-- BEGIN Available data --
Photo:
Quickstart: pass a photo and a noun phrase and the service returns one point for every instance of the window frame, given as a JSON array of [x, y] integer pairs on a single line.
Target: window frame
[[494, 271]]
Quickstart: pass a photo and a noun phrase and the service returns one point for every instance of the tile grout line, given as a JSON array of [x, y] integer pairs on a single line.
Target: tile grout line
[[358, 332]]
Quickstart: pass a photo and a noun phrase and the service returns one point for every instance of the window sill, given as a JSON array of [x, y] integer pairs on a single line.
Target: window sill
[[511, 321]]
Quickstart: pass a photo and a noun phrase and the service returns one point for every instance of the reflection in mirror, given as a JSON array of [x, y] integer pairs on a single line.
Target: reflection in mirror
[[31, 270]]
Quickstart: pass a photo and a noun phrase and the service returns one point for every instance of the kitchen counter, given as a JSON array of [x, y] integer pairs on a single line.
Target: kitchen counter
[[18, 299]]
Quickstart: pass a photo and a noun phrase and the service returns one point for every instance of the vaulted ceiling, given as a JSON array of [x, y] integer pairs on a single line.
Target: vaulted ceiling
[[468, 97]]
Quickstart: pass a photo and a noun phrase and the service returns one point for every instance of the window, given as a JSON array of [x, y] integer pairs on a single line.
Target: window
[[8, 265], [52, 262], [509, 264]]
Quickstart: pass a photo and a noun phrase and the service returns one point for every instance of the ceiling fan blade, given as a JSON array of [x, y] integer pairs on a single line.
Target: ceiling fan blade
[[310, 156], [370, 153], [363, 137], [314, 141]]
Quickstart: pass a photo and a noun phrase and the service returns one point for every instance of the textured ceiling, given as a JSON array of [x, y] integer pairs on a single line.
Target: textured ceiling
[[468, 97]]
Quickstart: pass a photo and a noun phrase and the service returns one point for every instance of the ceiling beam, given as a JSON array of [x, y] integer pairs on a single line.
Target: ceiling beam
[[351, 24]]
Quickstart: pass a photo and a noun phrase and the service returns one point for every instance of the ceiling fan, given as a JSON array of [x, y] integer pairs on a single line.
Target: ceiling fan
-- END Available data --
> Exercise instructions
Reproduce all of the material above line by line, keeping every word, number, and punctuation mark unchanged.

> Response
Photo:
Quickstart: pass a photo and a noun phrase and the service returns one point for every instance of the window frame, given as a JSON array of [x, y] integer pairs on a single line.
Target: window frame
[[494, 271]]
Quickstart: pass a photo and a noun phrase and the service returns one point for every instance of the tile grout line, given as a JSON array of [x, y] integer pairs on a single line.
Target: tile grout line
[[358, 332]]
Quickstart: pass a photo and a noun phrase and the service returns one point for every instance of the window sill, given as a JSON array of [x, y] integer pairs on a single line.
Target: window sill
[[511, 321]]
Quickstart: pass a photo and a noun phrase and the service returns one point for every instance of the reflection in mirror, given as a JSON array of [x, y] integer pairs on a single line.
Target: reflection in mirror
[[31, 270]]
Quickstart: pass a photo and a noun phrase and the service returns one point for every instance of the kitchen counter, given as a JSON array of [x, y] integer pairs on a single line.
Target: kitchen counter
[[18, 299]]
Quickstart: pass a photo and a noun phrase and the service returns one point for every instance of the vaulted ceiling, given as a JSON array of [x, y] integer pairs on a single line.
Target: vaulted ceiling
[[468, 97]]
Quickstart: pass a photo and a noun phrase and the service returns one point for every instance of the window, given as a JSON array of [x, y] integer pairs on a single line.
Target: window
[[8, 265], [52, 262], [509, 264]]
Quickstart: pass a photo and a noun phrase and the service returns one point for every instance of the ceiling fan blade, given as a JSON array of [x, y] integer pairs on a single line.
Target: ceiling fan blade
[[310, 156], [370, 153], [363, 137], [314, 141]]
Quickstart: pass a photo and a noun phrase and the service returns one point for every instance of the textured ceiling, given as a JSON array of [x, y] integer pairs on a single line.
Target: textured ceiling
[[468, 97]]
Quickstart: pass a photo and a noun phrase and the service returns one point for every instance of the ceiling beam, given as a JSON array of [x, y] integer pairs on a single line.
Target: ceiling beam
[[351, 24]]
Quickstart: pass a photo and a noun phrase and the service returns one point for every instance of the ceiling fan, given as a JSON array of [x, y] integer pairs on a single line.
Target: ceiling fan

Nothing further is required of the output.